>> start DATA

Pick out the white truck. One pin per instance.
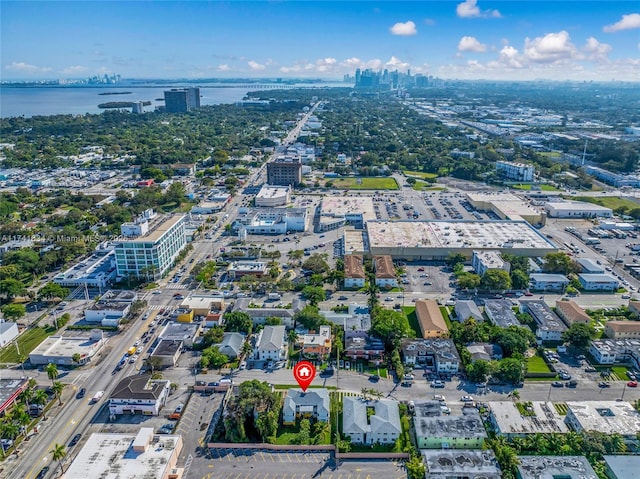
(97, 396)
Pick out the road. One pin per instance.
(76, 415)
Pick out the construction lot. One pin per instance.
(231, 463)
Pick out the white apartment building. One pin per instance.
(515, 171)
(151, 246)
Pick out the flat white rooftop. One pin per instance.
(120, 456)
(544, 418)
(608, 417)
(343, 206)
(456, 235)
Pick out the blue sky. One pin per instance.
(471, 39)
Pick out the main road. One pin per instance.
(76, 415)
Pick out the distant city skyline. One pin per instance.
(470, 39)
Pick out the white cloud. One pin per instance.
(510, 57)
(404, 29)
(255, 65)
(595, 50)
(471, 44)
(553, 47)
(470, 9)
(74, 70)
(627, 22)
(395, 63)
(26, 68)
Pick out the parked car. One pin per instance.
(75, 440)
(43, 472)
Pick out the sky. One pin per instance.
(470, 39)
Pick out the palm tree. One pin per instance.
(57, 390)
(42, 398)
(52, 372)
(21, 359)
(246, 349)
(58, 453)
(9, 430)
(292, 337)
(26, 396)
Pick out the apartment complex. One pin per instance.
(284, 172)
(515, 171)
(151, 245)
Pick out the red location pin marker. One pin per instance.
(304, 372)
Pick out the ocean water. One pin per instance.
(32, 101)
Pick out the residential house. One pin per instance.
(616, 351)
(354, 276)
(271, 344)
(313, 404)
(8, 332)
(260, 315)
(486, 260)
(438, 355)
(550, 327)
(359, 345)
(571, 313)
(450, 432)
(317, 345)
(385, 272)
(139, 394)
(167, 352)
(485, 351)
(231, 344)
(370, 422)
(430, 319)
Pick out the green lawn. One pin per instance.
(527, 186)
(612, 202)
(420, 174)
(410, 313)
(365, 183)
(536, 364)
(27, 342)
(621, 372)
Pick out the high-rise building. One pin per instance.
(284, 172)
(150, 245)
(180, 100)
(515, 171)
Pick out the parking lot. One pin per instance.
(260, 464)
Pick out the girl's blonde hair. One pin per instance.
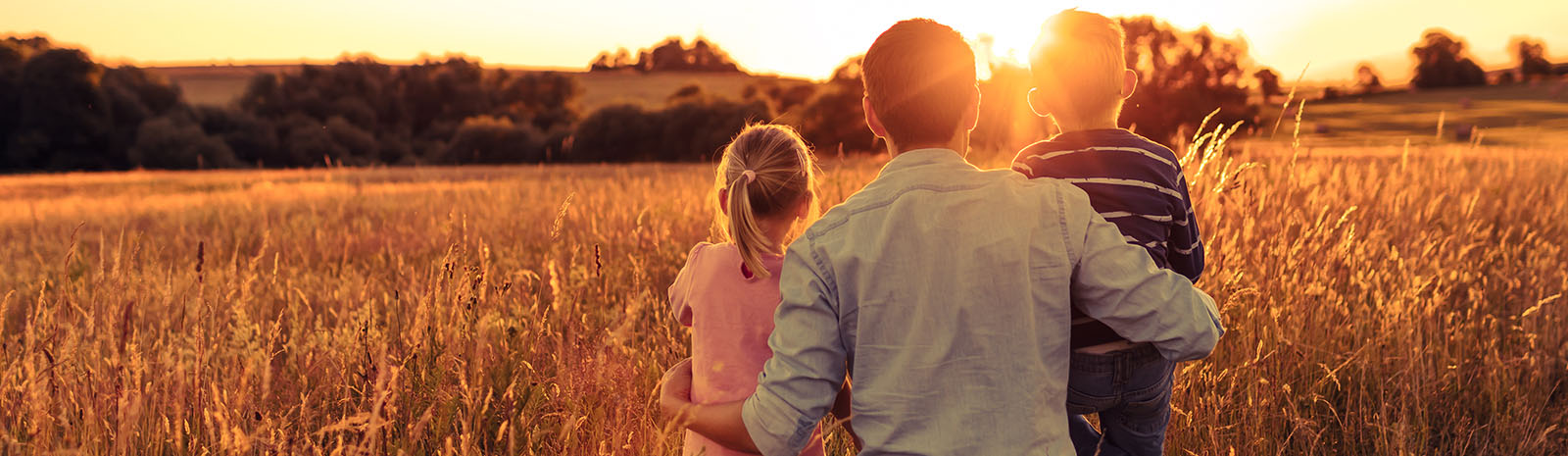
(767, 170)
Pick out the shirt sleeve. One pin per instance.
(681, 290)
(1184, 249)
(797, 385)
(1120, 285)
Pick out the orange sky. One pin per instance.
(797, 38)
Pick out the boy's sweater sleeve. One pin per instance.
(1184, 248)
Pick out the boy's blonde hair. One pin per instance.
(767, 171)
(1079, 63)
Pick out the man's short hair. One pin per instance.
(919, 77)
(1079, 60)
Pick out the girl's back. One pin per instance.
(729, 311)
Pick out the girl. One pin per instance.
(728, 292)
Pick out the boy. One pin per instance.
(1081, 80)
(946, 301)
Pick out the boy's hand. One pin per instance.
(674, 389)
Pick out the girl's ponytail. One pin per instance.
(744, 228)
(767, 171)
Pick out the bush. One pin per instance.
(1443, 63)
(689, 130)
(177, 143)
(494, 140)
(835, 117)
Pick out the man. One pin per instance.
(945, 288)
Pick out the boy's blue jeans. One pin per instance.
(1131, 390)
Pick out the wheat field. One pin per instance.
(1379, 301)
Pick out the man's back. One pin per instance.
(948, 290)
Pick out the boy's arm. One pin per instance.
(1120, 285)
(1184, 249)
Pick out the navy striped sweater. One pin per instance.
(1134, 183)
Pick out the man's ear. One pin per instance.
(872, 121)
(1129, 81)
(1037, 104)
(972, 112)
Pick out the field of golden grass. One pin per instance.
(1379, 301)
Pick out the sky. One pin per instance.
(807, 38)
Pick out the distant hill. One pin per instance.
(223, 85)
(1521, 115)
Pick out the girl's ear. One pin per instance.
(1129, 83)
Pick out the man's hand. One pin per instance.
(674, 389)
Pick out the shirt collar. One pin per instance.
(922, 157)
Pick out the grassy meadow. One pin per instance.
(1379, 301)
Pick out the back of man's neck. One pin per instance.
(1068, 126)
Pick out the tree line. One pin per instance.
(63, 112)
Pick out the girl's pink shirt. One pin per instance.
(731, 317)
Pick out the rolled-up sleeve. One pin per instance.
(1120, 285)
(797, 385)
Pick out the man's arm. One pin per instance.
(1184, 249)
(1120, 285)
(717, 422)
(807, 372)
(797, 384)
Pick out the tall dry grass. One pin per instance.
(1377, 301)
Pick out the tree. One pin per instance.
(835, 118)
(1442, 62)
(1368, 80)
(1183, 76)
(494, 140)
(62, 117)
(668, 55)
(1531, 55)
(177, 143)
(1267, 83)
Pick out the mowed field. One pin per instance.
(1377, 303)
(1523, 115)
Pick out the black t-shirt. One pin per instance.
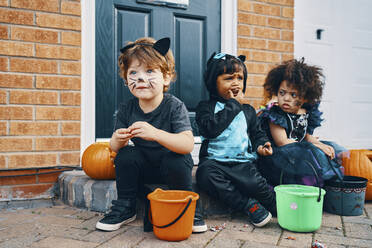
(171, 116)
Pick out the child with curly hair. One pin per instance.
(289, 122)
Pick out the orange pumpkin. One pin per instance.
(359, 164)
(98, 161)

>> end DATA

YOUR INSTRUCTIONS: Turn the lines of all the items above into a numbered list, skipping any blank lines. Leave the pictures out.

PROBLEM SOLUTION:
1. Pick out the white truck. One pin per instance.
2. (97, 396)
3. Pick out the road. One pin per instance.
4. (76, 415)
5. Pick out the construction lot. One pin per instance.
6. (231, 463)
7. Pick out the white apartment building. One pin per instance.
8. (515, 171)
9. (151, 246)
10. Pick out the flat white rooftop. One pin per instance.
11. (120, 456)
12. (544, 418)
13. (608, 417)
14. (343, 206)
15. (456, 235)
16. Pick out the blue sky. One pin per instance.
17. (471, 39)
18. Pick out the main road. One pin per instance.
19. (76, 415)
20. Pick out the distant city skyline. One pin per instance.
21. (470, 39)
22. Pick out the white cloud. One pin per instance.
23. (510, 57)
24. (404, 29)
25. (255, 65)
26. (595, 50)
27. (471, 44)
28. (553, 47)
29. (470, 9)
30. (74, 70)
31. (627, 22)
32. (395, 63)
33. (26, 68)
34. Pick out the parked car. One pin per instance.
35. (75, 440)
36. (43, 472)
37. Pick out the sky. One pin per instance.
38. (470, 39)
39. Pick out the palm tree. One pin per instance.
40. (57, 390)
41. (42, 398)
42. (52, 372)
43. (21, 359)
44. (246, 349)
45. (58, 453)
46. (9, 430)
47. (292, 337)
48. (26, 396)
49. Pick out the apartment complex. One pin per instance.
50. (284, 172)
51. (515, 171)
52. (151, 245)
53. Pick out the red location pin marker. One pin per instance.
54. (304, 372)
55. Pick out the ocean water. One pin per instance.
56. (32, 101)
57. Pick out the residential house. One pin per instance.
58. (616, 351)
59. (354, 276)
60. (271, 344)
61. (313, 404)
62. (8, 332)
63. (260, 315)
64. (486, 260)
65. (438, 355)
66. (550, 327)
67. (359, 345)
68. (571, 313)
69. (450, 432)
70. (317, 345)
71. (385, 272)
72. (139, 394)
73. (167, 352)
74. (485, 351)
75. (231, 344)
76. (370, 422)
77. (430, 319)
78. Pick out the green lawn. One pin per instance.
79. (527, 186)
80. (612, 202)
81. (420, 174)
82. (410, 313)
83. (365, 183)
84. (536, 364)
85. (27, 342)
86. (621, 372)
87. Pick out the high-rise building. One pin per instance.
88. (284, 172)
89. (150, 245)
90. (180, 100)
91. (515, 171)
92. Pick out the parking lot. One pin per instance.
93. (260, 464)
94. Pick out the girl's blonde hair. One pin per instance.
95. (767, 170)
96. Pick out the shirt sleeve. One pin per instance.
97. (681, 290)
98. (1184, 249)
99. (797, 385)
100. (1120, 285)
101. Pick out the orange sky. One pin per instance.
102. (797, 38)
103. Pick out the boy's sweater sleeve. One pin per instance.
104. (1184, 248)
105. Pick out the boy's blonde hair. One pin per instance.
106. (767, 171)
107. (1079, 63)
108. Pick out the man's short hair. One pin per instance.
109. (919, 77)
110. (1079, 60)
111. Pick out the girl's back. One pin per instance.
112. (729, 311)
113. Pick out the girl. One pin per instance.
114. (728, 292)
115. Pick out the boy. One pin per instance.
116. (1081, 80)
117. (946, 301)
118. Pick out the boy's hand. One pin per instance.
119. (674, 389)
120. Pick out the girl's ponytail. One pin per instance.
121. (744, 228)
122. (767, 171)
123. Pick out the bush. One pin per instance.
124. (1443, 63)
125. (689, 130)
126. (177, 143)
127. (494, 140)
128. (835, 117)
129. Pick out the man. One pin per instance.
130. (945, 288)
131. Pick out the boy's blue jeans. One pin per instance.
132. (1131, 390)
133. Pick out the wheat field. One pin per instance.
134. (1379, 301)
135. Pick out the man's back. One pin per instance.
136. (948, 290)
137. Pick out the boy's arm. One pin per instance.
138. (1120, 285)
139. (1184, 249)
140. Pick out the navy striped sweater. One pin per instance.
141. (1134, 183)
142. Pick out the man's ear. One pin per instance.
143. (872, 121)
144. (1129, 81)
145. (1037, 104)
146. (972, 112)
147. Pick out the field of golden grass. One pin per instance.
148. (1379, 301)
149. Pick out the sky. One pin per instance.
150. (807, 38)
151. Pick out the distant hill. One pin per instance.
152. (223, 85)
153. (1521, 115)
154. Pick out the girl's ear. One pin per instance.
155. (1129, 83)
156. Pick out the man's hand. One pin per instance.
157. (674, 389)
158. Pick out the shirt collar. One pin per instance.
159. (922, 157)
160. Pick out the grassy meadow. One pin per instance.
161. (1379, 301)
162. Pick out the back of man's neck. One pin per instance.
163. (1068, 126)
164. Pick out the tree line. One pin per instance.
165. (63, 112)
166. Pick out the girl's pink shirt. One pin per instance.
167. (731, 317)
168. Pick out the rolled-up sleeve. One pin per instance.
169. (1120, 285)
170. (797, 385)
171. Pick out the man's arm. One pin per instance.
172. (1184, 249)
173. (1120, 285)
174. (717, 422)
175. (807, 372)
176. (797, 384)
177. Pick out the tall dry grass. One pin per instance.
178. (1377, 301)
179. Pick out the tree. One pin per instance.
180. (835, 118)
181. (1442, 62)
182. (1368, 80)
183. (1183, 76)
184. (494, 140)
185. (62, 117)
186. (668, 55)
187. (1531, 55)
188. (177, 143)
189. (1267, 83)
190. Pick out the mowed field. One pin per instance.
191. (1377, 303)
192. (1523, 115)
193. Pick out the black t-shirt. One pin per instance.
194. (171, 116)
195. Pick out the child with curly hair. One pin per instance.
196. (289, 122)
197. Pick out the orange pumpkin. One pin per instance.
198. (359, 164)
199. (98, 161)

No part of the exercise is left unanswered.